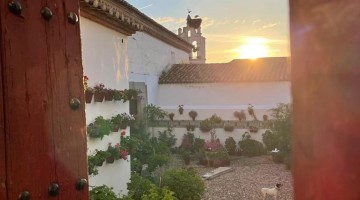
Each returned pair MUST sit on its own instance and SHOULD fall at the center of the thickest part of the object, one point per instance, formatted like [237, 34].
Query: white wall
[104, 54]
[222, 99]
[220, 133]
[148, 57]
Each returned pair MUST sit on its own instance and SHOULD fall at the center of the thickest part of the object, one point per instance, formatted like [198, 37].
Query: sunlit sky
[233, 28]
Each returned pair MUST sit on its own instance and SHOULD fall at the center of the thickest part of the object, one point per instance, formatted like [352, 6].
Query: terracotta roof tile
[241, 70]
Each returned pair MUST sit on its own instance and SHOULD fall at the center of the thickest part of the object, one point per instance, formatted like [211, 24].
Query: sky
[233, 28]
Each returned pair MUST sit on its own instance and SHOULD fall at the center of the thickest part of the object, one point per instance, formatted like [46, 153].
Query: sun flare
[254, 47]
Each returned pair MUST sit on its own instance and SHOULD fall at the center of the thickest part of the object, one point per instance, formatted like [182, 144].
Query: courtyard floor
[247, 179]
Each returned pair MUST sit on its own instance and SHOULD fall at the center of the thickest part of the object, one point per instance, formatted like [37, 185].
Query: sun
[254, 47]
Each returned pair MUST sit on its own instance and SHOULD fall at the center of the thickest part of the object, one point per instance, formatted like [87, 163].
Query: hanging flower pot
[123, 125]
[116, 128]
[109, 95]
[110, 159]
[88, 96]
[181, 109]
[99, 96]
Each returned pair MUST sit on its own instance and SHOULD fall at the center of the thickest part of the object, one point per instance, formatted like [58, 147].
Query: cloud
[163, 20]
[256, 21]
[145, 7]
[207, 22]
[270, 25]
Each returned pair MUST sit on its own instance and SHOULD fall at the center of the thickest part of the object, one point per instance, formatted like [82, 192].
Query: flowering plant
[99, 87]
[181, 109]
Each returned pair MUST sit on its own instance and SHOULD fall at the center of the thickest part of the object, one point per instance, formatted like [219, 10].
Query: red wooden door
[42, 139]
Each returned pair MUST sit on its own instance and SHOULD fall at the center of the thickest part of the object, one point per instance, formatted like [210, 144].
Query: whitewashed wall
[222, 99]
[148, 57]
[104, 53]
[220, 133]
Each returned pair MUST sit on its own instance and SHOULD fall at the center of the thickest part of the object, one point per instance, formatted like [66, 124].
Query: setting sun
[253, 48]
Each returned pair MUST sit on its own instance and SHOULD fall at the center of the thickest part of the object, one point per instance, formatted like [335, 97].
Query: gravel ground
[247, 179]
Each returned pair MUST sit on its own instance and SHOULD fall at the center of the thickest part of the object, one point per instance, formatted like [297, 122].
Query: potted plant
[193, 114]
[240, 115]
[181, 109]
[122, 120]
[205, 126]
[120, 95]
[99, 93]
[265, 118]
[185, 154]
[253, 129]
[228, 128]
[171, 116]
[89, 92]
[99, 128]
[114, 153]
[109, 94]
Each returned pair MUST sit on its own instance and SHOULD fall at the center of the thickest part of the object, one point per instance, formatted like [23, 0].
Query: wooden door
[42, 138]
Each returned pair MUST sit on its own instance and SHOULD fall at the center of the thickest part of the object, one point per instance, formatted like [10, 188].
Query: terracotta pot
[110, 159]
[123, 125]
[186, 160]
[88, 96]
[99, 96]
[116, 128]
[109, 95]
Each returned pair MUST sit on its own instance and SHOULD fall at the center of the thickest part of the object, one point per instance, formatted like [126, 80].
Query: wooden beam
[325, 47]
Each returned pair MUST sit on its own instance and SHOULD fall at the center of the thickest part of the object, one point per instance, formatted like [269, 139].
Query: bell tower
[192, 34]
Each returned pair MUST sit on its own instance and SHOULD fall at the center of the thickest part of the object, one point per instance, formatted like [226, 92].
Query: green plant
[229, 127]
[138, 186]
[270, 140]
[198, 144]
[96, 160]
[157, 160]
[103, 193]
[230, 145]
[120, 95]
[122, 119]
[99, 128]
[171, 116]
[153, 112]
[181, 109]
[187, 141]
[167, 138]
[158, 194]
[251, 147]
[186, 183]
[240, 115]
[205, 125]
[253, 129]
[193, 114]
[114, 150]
[265, 118]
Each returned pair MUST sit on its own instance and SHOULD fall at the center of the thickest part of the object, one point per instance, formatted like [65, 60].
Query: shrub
[167, 138]
[270, 140]
[193, 114]
[138, 186]
[229, 128]
[251, 147]
[187, 142]
[240, 115]
[157, 160]
[186, 183]
[158, 194]
[136, 166]
[230, 145]
[205, 126]
[198, 144]
[103, 192]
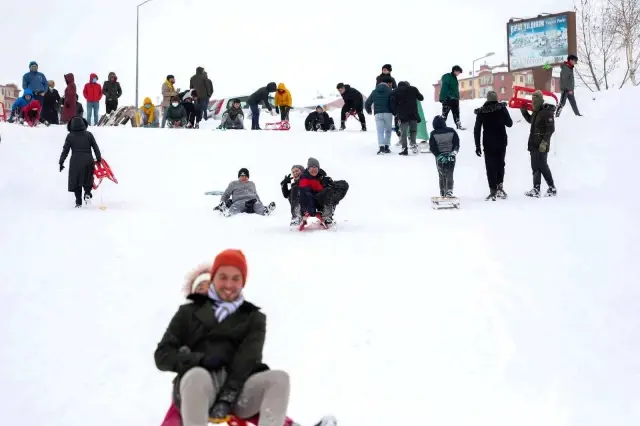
______________________________
Pictures don't belong in the copy. Restate all the entries exactly.

Each returned pair MUST sit on its own instance and SHOULD fall at the center of the thickest part of the object, one point per instance, formatted like [237, 34].
Query: white wall
[104, 54]
[222, 99]
[220, 133]
[148, 57]
Each returned pair MUST sit on its own instance and SHOULD fall at the center of the thickest part of the object, one point per instance, formatted like [198, 37].
Query: sunlit sky
[233, 28]
Each returned pair MUST sit on its own instance and SHOULD fall at the center of the thickest part of the object, one point per instance, formatted like [352, 6].
Query: terracotta roof tile
[241, 70]
Each returned pair MUST sit on its own instance and SHOULD fall at the center of the thickest part of the object, one point per instance, formatted like [211, 24].
Query: sky
[233, 28]
Each returned pair MUST sit on its own instance and SHOULD fall at the center of the thickest part of the object, one point per instance, formatted like [46, 153].
Query: sun flare
[254, 47]
Each returned pair MUST sit on its own instance and SHOULD fall at the center of the thickest part of the object, one point per instance, formatted like [182, 144].
Query: courtyard floor
[247, 179]
Each returned pair MUST sit on its own instance and SHOULD fall at the center of the thickest part of the object, one point per instance, formatted like [37, 185].
Query: sun
[254, 47]
Each returned pair MUST sit on its own instance and SHOULD fall at the center of the thickest part of the object, one point per instance, formatted like [87, 163].
Query: hanging flower pot
[123, 125]
[116, 128]
[109, 95]
[110, 159]
[88, 96]
[181, 109]
[99, 96]
Each returned pair MUST sit on its own instance and SHOULD fall at the center of the thickest part of the object, one point per instance, formatted like [58, 147].
Query: cloud
[163, 20]
[256, 21]
[145, 7]
[207, 22]
[270, 25]
Each returned pair MUST sit on its own instance and SHOULD fall at the center of the thickest part of the object, one point per instance, formatted like [82, 192].
Query: flowering plant
[99, 87]
[181, 109]
Each returned pair MUST sit on its own instance and SHOULD fall at the center of the thickest part of the object, one point per instance, formatted like [219, 10].
Query: red wooden door
[42, 139]
Each returned pair MUST sit on its own instance and SHOULD fall at the center of the thickest part of the object, one point per instance, formatted like [210, 144].
Query: whitewashed wall
[222, 99]
[148, 57]
[104, 53]
[220, 133]
Each returned pair MUST sit on its own instance and SHOULD fall at the center of the thickest part of the object, one point per instance, formatted like [66, 124].
Query: setting sun
[253, 48]
Each returned pair MUST sit on its own instance and SHOULD fall at the center of the thickest part of the object, one point per instance, formatted like [335, 97].
Query: gravel ground
[247, 179]
Each returned pair MUST sit on its own instance and SHOULD fall at the center of the thickest part of the object, one point per instance, formatted like [297, 122].
Query: potted plant
[193, 114]
[240, 115]
[181, 109]
[122, 120]
[205, 126]
[120, 95]
[99, 93]
[265, 118]
[185, 154]
[253, 129]
[228, 128]
[171, 116]
[89, 92]
[99, 128]
[114, 153]
[109, 94]
Each returned pair MUST sit on its own instance and SHOULD fall at the center of the thickest part of the object, one point per instance, formatted like [23, 0].
Query: wooden door
[42, 138]
Each returned pair MUST sit on its own instance and SHOULD fall at the center of the thickest part of the object, one point per instance, formatted like [10, 188].
Query: terracotta pot
[110, 159]
[123, 125]
[186, 160]
[88, 96]
[99, 96]
[116, 128]
[109, 95]
Each returned pair MUST sit on its own instance and SHOULD fall at the center of the thickest part of the object, one point per instance, formatted like [126, 80].
Query: wooden beam
[325, 47]
Each returned pair MUST sit on its own instance and SHOULD fall at the center of the thickest part of the object, one point per instance, formatted like [269, 139].
Query: bell tower
[192, 34]
Each returned pair MUST sit on its own instance and SHOULD fall at the center of the thickest part of the object, one point per instance, formatted like [226, 92].
Query: green plant
[229, 127]
[138, 186]
[270, 140]
[198, 144]
[96, 160]
[157, 160]
[103, 193]
[230, 145]
[120, 95]
[122, 119]
[99, 128]
[171, 116]
[153, 112]
[181, 109]
[187, 141]
[167, 138]
[158, 194]
[251, 147]
[186, 183]
[240, 115]
[205, 125]
[253, 129]
[193, 114]
[114, 150]
[265, 118]
Each returned pair MUST sit on its own instance and SHOULD fall at the center of the thickest part of the object, one point per instance, formatted like [65, 60].
Query: shrub
[167, 138]
[270, 140]
[193, 114]
[138, 186]
[229, 128]
[251, 147]
[187, 142]
[240, 115]
[157, 160]
[186, 183]
[158, 194]
[136, 166]
[230, 145]
[205, 126]
[198, 144]
[103, 192]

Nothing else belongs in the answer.